— START OF THE RECORDS —

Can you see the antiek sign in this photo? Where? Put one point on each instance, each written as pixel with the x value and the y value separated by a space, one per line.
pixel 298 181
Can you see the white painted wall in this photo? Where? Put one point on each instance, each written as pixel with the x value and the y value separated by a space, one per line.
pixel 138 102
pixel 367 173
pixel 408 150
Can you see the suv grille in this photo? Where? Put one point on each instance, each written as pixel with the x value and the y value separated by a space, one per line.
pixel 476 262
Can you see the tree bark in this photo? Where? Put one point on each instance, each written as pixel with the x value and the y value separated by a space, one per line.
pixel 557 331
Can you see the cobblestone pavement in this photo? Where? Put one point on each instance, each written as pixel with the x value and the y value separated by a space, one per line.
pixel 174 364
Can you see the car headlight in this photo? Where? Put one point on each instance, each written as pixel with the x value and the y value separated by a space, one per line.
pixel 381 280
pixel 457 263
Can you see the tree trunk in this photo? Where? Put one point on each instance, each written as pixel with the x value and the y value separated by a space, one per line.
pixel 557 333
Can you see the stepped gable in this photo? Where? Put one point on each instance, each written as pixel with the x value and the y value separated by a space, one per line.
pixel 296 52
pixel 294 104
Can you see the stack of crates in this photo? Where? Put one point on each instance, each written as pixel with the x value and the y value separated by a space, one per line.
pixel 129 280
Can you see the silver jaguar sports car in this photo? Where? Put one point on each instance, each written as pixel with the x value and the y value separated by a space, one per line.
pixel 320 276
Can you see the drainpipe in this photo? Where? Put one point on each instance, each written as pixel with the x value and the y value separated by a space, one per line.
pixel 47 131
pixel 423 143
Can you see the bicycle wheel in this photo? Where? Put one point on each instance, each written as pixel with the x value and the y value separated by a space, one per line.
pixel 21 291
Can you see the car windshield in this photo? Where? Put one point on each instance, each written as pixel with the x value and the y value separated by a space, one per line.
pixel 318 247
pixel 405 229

— END OF THE RECORDS —

### JOB
Change "tree trunk" to "tree stump" in everything from the item containing "Can you see the tree bark" down to the end of the items, leaving all else unaltered, and give only those lines.

### OUTPUT
Can you see the tree bark in this photo? Where? Put one point on each instance, each written as pixel with the x value and the y value separated by a space, one per line.
pixel 557 331
Can you see the cobblestone pavement in this photo? Where? Put one point on each instance, each written as pixel with the x value and the y value separated by a space, one per line.
pixel 174 364
Can you see the car headlight in this photo? Where? Put one point on each instance, each written as pixel with the x value and the y value separated by a space, one per line.
pixel 381 280
pixel 457 263
Can you see the tree stump in this photo? Where? Put one point on each instance, each written as pixel with the x value and the y value separated by a space, one per line.
pixel 557 333
Can you see the stepped gable in this photo? Where? Put one point on each instance, each written as pixel with the x value and the y value separated by a space, one per line.
pixel 296 52
pixel 294 104
Can you see the stack of crates in this photo? Where? Put one point on each instance, each written as pixel with the x value and the y value separated by a space, one per line.
pixel 129 280
Can you see the silver jaguar sports car in this photo? Where? Put one point on each instance, each written as pixel with the x value and the y value separated by a space, one per line.
pixel 320 276
Can you see the drainpipe in this photo? Where? Put one point on each instance, each written as pixel with the x value and the y value separated by a space, one per line.
pixel 47 131
pixel 423 143
Can you see the bicycle wheel in this photo? Where? Put one point on each instance, each written as pixel with the x value and the y value separated by a space, one per line.
pixel 21 291
Can you see the car windshield in this photo? Where? Put one point on each instance, each written as pixel with the x value and the y value separated by a space, one per line.
pixel 318 247
pixel 405 229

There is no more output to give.